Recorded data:
-- -- --

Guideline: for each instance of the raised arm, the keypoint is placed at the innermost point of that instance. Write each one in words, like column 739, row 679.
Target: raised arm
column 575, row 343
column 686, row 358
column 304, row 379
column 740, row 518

-- -- --

PROBLEM DETAILS: Change "raised arm" to "lifted arm" throughout the records and write the lines out again, leaving everything else as it is.

EXERCISE OUTPUT:
Guideline: for each instance of the lifted arm, the keypoint is placed at the innermost point of that instance. Write each one in words, like column 739, row 679.
Target: lifted arm
column 575, row 343
column 686, row 358
column 304, row 379
column 740, row 518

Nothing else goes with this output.